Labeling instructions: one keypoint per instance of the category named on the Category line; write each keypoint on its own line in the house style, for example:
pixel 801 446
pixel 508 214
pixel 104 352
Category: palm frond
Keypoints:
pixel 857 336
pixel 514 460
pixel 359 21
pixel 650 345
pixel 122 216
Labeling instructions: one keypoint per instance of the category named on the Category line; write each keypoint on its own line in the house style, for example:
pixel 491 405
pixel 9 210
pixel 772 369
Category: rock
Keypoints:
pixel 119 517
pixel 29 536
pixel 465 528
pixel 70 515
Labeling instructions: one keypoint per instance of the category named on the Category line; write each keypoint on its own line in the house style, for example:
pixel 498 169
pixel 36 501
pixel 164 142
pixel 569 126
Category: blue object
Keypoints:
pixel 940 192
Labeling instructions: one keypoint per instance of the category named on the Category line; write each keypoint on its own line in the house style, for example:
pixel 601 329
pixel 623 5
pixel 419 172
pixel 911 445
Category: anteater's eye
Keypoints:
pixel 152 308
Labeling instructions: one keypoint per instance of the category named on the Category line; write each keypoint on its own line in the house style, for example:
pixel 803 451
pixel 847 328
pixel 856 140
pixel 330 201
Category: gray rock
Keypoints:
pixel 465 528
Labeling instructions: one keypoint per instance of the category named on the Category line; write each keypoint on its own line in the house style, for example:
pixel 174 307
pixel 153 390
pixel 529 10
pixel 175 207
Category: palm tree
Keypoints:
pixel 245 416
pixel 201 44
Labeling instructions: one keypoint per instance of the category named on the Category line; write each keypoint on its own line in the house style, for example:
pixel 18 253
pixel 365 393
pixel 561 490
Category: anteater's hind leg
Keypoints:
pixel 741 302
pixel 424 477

**THE PROBLEM:** The output should consist only of the lines from the one with "pixel 847 328" through the final line of the records above, exactly.

**OUTPUT FOR THIS EXERCISE:**
pixel 847 328
pixel 856 140
pixel 330 201
Category: gray rock
Keypoints:
pixel 465 528
Labeling instructions: one keypoint per instance of the category named on the Category line; write each keypoint on its own line in the house style, for example:
pixel 174 307
pixel 153 390
pixel 529 10
pixel 175 207
Category: palm tree
Keypoints:
pixel 245 416
pixel 201 44
Labeling instructions: one keypoint per instance of the category named on the Category line; write each keypoint on its own line in the house style, for example:
pixel 18 253
pixel 365 393
pixel 561 490
Category: anteater's hind leg
Keypoints:
pixel 741 302
pixel 424 477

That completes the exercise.